◆ **PROBLEM**: Please restate each line of the material word for word and omit any pictures.
● ● ● ●
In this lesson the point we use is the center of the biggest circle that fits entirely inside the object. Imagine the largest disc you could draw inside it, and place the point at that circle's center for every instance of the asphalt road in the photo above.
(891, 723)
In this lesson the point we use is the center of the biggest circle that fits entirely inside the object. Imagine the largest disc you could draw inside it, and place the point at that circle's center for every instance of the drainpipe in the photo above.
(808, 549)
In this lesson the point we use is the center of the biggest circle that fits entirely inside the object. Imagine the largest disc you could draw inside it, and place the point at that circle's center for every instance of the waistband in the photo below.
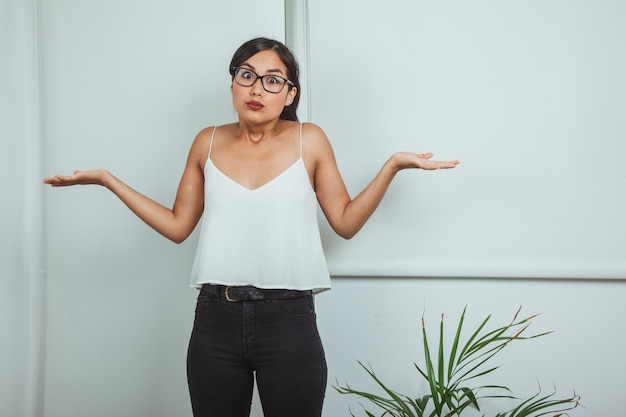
● ● ● ●
◆ **TASK ANSWER**:
In this lesson the point we use is the center of the biggest circle that fits entirely inside the object. Imagine the largest disc you could draw inside it, and place the point at that circle's center for every instance of the asphalt road in the photo above.
(891, 723)
In this lesson the point we use is the center of the biggest circle that fits entirely inside the object. Imagine the largest disc you could draw inside it, and place the point at that circle's center for every instance of the drainpipe in the photo above.
(808, 549)
In this lesson the point we use is the center of the biggest circle that fits entirely inside the object. Imagine the largest disc you could draw inside it, and place the point at that circle's center for every instance of the waistband in the photo below.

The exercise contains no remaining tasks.